§ Given text:
########

Vector borne diseases (VBDs) are caused by pathogens that depend on a third party (typically an arthropod) for transmission between hosts. These elegantly tuned systems are built on intimate interactions between pathogens, hosts, and these vectors.
Take malaria: there are millions of cases of malaria each year, but the making of each case is an apparent miracle. First, a female Anopheles must locate and feed on a human harbouring the correct stage of malaria parasites in their blood. The parasite must be taken up by the female mosquito. Once inside of the female the parasite must undergo several obligate stages of development. The parasite will sexually reproduce and then asexually replicate inside of the mosquito for several days and only then will she contain the appropriate stage of parasite to pass on to a new host. This process takes up to two weeks. The mosquito then needs to find a new human host and successfully feed on them. When you consider the high rates of daily mortality in mosquitoes (estimated at 10-15%/day) and the proportion of humans and mosquitoes that are actually infectious at any given time (<10%), it seems almost impossible that transmission ever occurs at all. Yet this seemingly impossible set of dominos line up and fall over and over again to create one of the most serious challenges in global health.
What is even more stunning is that malaria is not special. This strategy for transmission has evolved independently several times. These cycles occur across a dazzling array of diverse systems including insects, mites, ticks, plants, animals, humans, viruses, protozoans, and worms. Despite many of the world’s most medically and economically diseases depending on this form of transmission, we have a relatively simplistic understanding of these cycles and the rules that govern them.

########

Referring expression pointing records:
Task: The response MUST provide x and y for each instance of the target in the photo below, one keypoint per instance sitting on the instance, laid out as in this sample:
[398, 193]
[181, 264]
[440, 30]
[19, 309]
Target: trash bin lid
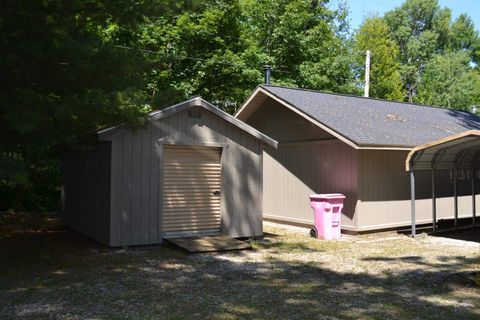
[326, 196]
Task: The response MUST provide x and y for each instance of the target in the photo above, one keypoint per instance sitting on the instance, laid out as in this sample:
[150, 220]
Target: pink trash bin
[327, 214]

########

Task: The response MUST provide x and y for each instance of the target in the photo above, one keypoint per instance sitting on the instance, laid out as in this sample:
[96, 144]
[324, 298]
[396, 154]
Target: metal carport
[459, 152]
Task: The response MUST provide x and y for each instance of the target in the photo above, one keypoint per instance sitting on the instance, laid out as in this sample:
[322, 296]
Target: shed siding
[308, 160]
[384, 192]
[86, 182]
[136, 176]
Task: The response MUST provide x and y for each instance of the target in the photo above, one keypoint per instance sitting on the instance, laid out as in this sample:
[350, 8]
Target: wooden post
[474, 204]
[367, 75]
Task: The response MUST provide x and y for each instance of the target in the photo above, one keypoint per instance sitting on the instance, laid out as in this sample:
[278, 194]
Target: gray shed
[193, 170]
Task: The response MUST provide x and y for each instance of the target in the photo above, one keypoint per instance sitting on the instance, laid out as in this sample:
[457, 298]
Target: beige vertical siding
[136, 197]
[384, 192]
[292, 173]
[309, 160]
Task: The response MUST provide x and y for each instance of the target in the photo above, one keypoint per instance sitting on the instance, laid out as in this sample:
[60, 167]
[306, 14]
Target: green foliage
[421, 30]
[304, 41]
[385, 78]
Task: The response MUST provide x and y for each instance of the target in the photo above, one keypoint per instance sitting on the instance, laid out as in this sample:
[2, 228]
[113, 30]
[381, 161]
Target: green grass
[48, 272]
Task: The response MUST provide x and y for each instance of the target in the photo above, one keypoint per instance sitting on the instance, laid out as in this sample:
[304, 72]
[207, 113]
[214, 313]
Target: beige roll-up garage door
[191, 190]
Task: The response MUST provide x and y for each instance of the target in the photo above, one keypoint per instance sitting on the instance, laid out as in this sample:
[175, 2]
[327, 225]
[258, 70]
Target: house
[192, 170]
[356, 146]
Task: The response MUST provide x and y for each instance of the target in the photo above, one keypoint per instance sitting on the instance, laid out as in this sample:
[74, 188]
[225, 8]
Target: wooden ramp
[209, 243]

########

§ Prompt 1:
Answer these questions using the text on vector borne diseases:
(a) What daily mortality rate is estimated for mosquitoes?
(b) How long does the parasite's development inside the mosquito take?
(c) How many times has this transmission strategy evolved independently?
§ Prompt 2:
Extend the text on vector borne diseases beyond its final sentence.

§ Written reply 1:
(a) An estimated 10-15% per day.
(b) Up to two weeks.
(c) Several times.

§ Written reply 2:
Historically, the role of a vector in transmission has been highly simplified. Simple is not necessarily bad. When modelling complex processes it is important to balance simplicity with accuracy. However, recent empirical work across mosquitoes, ticks, aphids, and numerous other vectors has revealed significant variation in the behaviour and life history strategies of these animals. Is this variation important to understanding transmission of VBDs?
Currently we really have no idea. Intuitively, it seems that the behavioural ecology of a major player in the transmission cycle should have a significant effect on dynamics. However, all this variation could simply collapse to the mean values we currently use.
There several obstacles to determining the role of vector traits in transmission ecology:
We need data. We need more data about variation in vector behaviour and life history. We need this data to be collected at scales and in formats that are useful for modelling exercises. We also need long term data sets of vector populations and transmission dynamics. Some of these data sets exist, but we need to consolidate what we currently have and identify key gaps in empirical studies.
We need theoretical tools. We need models with explicit links between behavioral phenotypes, life history and environment. We need to be able to consider the eco-evolutionary feedback between these traits, vector population dynamics and their effect on transmission.
We need statistical methods to validate new approaches. In the end, even if we create new models and parameterize them with new data, we still lack methods to validate them. New tools will need to be developed to determine whether the new approaches we develop are any better at explaining transmission dynamics than those that have ignored trait variation.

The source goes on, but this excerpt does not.